Look for the word "planter" in the records, and copy each line where it appears.

[Dataset entries]
━━━━━━━━━━━━━━━━

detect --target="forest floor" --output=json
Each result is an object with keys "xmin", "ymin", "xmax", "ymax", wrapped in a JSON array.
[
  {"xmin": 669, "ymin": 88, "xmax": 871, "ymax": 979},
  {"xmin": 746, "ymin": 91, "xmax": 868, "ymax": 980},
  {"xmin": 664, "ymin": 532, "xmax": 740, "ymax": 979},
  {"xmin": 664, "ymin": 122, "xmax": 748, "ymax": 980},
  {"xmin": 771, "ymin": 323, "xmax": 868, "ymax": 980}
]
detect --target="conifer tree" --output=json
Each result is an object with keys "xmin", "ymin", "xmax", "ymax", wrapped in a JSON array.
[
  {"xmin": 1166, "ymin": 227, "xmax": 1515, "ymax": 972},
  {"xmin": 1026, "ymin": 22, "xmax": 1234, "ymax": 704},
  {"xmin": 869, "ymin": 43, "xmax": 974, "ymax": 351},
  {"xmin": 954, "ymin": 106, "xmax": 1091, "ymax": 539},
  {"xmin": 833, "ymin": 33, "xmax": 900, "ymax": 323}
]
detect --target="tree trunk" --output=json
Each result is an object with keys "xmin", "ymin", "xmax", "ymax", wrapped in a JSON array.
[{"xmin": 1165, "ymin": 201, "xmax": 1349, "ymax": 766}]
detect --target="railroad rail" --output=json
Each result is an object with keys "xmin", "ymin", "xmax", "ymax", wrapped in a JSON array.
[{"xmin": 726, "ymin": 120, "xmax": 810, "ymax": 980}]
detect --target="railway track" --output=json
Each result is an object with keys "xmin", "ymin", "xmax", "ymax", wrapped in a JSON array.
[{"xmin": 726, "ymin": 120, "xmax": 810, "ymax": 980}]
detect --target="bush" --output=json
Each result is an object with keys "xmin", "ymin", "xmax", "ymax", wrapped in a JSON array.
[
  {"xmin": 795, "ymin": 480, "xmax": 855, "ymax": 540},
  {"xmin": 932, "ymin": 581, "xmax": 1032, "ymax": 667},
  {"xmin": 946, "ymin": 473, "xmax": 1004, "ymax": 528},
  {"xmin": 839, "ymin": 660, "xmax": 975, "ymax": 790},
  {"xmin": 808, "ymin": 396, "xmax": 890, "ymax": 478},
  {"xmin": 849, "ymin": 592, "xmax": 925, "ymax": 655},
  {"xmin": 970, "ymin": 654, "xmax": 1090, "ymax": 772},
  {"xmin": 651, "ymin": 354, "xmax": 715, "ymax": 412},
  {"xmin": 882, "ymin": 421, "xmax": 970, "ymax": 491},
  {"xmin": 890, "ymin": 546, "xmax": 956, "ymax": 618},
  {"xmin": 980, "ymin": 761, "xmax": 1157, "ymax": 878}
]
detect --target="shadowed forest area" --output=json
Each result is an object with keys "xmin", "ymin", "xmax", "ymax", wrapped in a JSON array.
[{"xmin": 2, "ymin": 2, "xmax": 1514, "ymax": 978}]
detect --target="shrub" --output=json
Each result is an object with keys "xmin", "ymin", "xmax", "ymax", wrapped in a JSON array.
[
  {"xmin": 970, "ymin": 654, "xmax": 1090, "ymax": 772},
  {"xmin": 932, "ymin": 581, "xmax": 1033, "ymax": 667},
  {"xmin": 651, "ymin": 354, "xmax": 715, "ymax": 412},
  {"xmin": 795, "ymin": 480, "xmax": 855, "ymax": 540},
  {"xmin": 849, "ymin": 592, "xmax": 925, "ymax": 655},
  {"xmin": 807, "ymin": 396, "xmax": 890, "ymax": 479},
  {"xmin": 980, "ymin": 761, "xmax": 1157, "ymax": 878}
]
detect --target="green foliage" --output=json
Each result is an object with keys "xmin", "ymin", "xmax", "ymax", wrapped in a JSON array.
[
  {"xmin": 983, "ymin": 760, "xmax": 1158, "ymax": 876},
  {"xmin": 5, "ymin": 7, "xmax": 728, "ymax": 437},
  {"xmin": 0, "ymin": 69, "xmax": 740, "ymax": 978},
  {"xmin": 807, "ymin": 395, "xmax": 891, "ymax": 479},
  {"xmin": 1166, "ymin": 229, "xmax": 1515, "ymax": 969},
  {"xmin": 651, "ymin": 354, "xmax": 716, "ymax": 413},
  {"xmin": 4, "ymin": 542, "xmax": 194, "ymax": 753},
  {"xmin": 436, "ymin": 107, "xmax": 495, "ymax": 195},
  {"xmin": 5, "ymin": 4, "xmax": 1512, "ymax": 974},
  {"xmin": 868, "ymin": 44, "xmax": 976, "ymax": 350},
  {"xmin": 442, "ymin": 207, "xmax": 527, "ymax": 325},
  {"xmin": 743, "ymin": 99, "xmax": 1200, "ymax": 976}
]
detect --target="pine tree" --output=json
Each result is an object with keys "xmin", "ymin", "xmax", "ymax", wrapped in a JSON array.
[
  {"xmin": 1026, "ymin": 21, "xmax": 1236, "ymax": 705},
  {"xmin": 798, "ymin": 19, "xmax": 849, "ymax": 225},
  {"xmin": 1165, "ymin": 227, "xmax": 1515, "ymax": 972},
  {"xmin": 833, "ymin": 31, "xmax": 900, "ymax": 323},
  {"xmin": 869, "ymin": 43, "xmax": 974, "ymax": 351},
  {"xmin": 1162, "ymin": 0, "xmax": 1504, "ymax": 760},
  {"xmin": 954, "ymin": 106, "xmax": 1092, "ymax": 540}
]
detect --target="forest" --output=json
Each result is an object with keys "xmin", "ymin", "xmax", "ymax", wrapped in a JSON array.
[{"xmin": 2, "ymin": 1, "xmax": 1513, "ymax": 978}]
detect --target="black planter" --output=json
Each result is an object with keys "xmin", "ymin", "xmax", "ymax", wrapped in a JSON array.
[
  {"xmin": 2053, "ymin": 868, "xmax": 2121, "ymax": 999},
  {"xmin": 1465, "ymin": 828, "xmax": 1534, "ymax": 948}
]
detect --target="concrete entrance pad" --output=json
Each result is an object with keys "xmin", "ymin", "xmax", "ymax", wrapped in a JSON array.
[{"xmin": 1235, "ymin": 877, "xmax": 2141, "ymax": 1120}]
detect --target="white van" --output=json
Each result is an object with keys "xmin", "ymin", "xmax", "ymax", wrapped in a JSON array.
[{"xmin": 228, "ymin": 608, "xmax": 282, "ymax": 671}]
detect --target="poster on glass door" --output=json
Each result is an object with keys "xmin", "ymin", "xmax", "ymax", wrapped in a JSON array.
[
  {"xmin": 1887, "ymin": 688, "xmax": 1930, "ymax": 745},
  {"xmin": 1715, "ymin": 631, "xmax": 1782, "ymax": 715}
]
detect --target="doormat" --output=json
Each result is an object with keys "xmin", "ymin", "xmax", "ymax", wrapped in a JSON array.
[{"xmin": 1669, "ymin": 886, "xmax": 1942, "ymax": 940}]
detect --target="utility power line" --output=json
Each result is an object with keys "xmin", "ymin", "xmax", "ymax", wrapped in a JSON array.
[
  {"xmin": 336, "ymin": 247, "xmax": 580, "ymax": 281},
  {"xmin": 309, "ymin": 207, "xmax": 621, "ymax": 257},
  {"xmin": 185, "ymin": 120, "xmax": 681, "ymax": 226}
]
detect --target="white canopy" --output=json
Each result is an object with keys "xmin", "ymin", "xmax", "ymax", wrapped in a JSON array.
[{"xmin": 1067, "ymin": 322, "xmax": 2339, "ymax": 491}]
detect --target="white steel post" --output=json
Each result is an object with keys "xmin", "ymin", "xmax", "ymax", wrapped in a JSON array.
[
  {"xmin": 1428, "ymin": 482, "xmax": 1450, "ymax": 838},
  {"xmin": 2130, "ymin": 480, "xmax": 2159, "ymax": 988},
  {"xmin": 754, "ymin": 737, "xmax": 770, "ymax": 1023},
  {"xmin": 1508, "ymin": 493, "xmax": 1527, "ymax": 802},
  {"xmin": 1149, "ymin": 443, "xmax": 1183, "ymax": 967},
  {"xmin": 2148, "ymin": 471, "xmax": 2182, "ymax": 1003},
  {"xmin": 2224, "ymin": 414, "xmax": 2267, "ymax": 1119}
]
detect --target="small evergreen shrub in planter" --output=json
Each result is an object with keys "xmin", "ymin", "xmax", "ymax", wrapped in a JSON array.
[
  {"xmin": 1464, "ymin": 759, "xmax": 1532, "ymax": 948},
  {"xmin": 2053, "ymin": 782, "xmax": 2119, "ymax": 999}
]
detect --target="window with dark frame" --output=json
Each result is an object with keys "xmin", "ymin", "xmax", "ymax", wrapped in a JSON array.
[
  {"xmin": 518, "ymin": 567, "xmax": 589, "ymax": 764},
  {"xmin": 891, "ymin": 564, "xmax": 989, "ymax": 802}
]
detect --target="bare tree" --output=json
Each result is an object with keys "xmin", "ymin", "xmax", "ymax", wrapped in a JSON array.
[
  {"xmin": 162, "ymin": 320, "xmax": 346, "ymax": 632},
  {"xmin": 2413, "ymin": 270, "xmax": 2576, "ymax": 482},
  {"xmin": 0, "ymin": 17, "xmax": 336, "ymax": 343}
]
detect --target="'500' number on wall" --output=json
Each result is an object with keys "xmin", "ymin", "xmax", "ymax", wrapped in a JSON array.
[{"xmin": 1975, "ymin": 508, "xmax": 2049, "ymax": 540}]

━━━━━━━━━━━━━━━━

● **EXERCISE SOLUTION**:
detect --target="black planter" --output=json
detect --target="small evergreen shrub in planter" --output=json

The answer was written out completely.